● Provided passage:
Content starts
That chaos continued in 1994 when he landed the lead in theatre show Summer Holiday. “In fact it was Simon Cowell who produced the Cliff tribute CD, Summer Holiday. Simon was my A&R guy and we released the single to promote the album and didn’t think it would chart. But it shot in and suddenly we had to do Top Of The Pops and make a video. I was in Blackpool at the time so we shot the video at the seafront, directed by Simon. The song stayed in the Top 40 for four weeks.”
Day became the new Cliff by day, but by night he turned into a far darker creature. His life had descended into the classic drug and alcohol-fuelled haze. He spent fortunes. And along the way he dated, to use a euphemism, lots of girls.
It’s not hard to see why a clutch of telly and pop babes (Anna Friel, Susannah Shaw, Isla Fisher, Tracy Shaw and Tara Newley among them) all fell at his sandaled feet. He’s likeable. He has real warmth and an innocence. And when he offers hugs it seems natural rather than showbiz protocol. His heart is on his sleeve. And when you add drugs to an immature mind the combination is explosive.
Yet the twist is if he had been a rock star, Day’s excesses would most likely have been celebrated. The tabloids wouldn’t have viewed him as “love-rat Day” and a bigger cheat than Ben Johnson and Major Charles Ingram combined.
“That’s so true. I remember during Joseph I made an appearance on The Big Breakfast, going straight to the studio from a nightclub, and I was unshaven, wearing a leather jacket. I looked like I’d been out all night. My management company, who also looked after Philip Schofield, a squeaky-clean, family-friendly operation, went nuts. When I came off air I got one phone call after the other yelling, ‘What the f*** have you been doing?’
“Now, if I’d been Liam Gallagher or Paul Weller it would have been fine to appear on TV like that. But not when you are billed as the new Cliff Richard.”
The irony is that now Day is in the process of achieving rock-singer status, he’s given up drugs, married a lovely dancer called Stephanie and become a devoted dad.
“The fiance thing was a bit exaggerated,” he offers, smiling. “Someone once wrote in a national paper that I had been engaged nine times. No wonder the comedians were calling me Lord of the Rings. In fact, it was three. And three engagements by the age of 40 isn’t overly excessive. Is it?
“My life is in order now and I’m grateful for having survived my experiences. Now I’m getting another chance to do what I love to do, and that’s to get on stage and sing.”
Does he have any worries about turning into Mercury?
“I don’t worry too much,” he says. “I’m pretty confident about the singing. The only thing I’m concerned about is flu. I can’t bear the thought of coming down with the lurgy.”
He adds, with a wicked laugh, “If you lose your voice you’re bollocksed. Ain’t ya?”
We Will Rock You runs at Edinburgh Playhouse from Wednesday to January 9.
Content ends
● Data shown:
Content starts
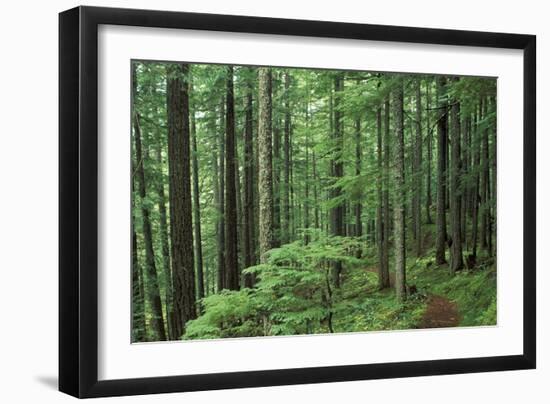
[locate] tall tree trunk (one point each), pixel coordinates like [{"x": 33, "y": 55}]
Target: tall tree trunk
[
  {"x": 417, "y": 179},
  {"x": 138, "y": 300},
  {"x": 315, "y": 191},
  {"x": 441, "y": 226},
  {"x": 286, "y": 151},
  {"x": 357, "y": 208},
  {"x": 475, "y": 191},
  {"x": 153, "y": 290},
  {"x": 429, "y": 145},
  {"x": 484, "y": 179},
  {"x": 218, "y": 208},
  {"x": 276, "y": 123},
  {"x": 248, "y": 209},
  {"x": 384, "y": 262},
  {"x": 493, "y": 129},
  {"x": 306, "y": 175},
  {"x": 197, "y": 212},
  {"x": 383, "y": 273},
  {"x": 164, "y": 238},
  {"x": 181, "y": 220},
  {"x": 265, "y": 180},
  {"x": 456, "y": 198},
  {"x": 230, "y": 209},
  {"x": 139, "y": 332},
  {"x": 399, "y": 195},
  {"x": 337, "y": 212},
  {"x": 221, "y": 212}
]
Content ends
Content starts
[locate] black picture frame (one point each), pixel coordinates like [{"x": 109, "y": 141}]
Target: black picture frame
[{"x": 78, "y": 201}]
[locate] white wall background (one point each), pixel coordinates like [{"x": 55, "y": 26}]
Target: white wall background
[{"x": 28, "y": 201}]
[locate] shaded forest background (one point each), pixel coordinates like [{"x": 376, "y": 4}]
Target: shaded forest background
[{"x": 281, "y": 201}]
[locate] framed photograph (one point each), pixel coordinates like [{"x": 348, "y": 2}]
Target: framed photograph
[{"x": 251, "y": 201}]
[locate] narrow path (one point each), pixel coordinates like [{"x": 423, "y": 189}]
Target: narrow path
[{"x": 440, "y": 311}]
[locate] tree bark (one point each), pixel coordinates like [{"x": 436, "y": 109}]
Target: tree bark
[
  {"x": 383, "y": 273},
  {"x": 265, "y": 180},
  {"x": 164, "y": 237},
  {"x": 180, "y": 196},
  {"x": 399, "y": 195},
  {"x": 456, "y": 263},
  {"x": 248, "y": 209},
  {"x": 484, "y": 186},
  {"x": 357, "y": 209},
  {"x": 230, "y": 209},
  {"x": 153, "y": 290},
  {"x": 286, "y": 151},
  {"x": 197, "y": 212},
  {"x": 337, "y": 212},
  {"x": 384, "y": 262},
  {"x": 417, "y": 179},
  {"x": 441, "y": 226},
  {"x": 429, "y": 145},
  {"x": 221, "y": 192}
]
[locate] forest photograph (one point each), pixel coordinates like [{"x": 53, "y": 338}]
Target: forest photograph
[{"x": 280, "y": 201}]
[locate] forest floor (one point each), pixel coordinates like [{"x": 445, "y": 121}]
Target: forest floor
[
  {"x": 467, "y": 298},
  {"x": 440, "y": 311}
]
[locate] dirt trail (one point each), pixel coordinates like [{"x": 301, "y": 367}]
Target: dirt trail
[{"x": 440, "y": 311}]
Content ends
● Explore the material:
**1.** Please reproduce the interview word for word from "Yet the twist" to "Charles Ingram combined.".
**2.** List the women named in parentheses in the interview as the telly and pop babes who fell at Day's feet.

● Answer set:
**1.**
Yet the twist is if he had been a rock star, Day’s excesses would most likely have been celebrated. The tabloids wouldn’t have viewed him as “love-rat Day” and a bigger cheat than Ben Johnson and Major Charles Ingram combined.

**2.**
Anna Friel
Susannah Shaw
Isla Fisher
Tracy Shaw
Tara Newley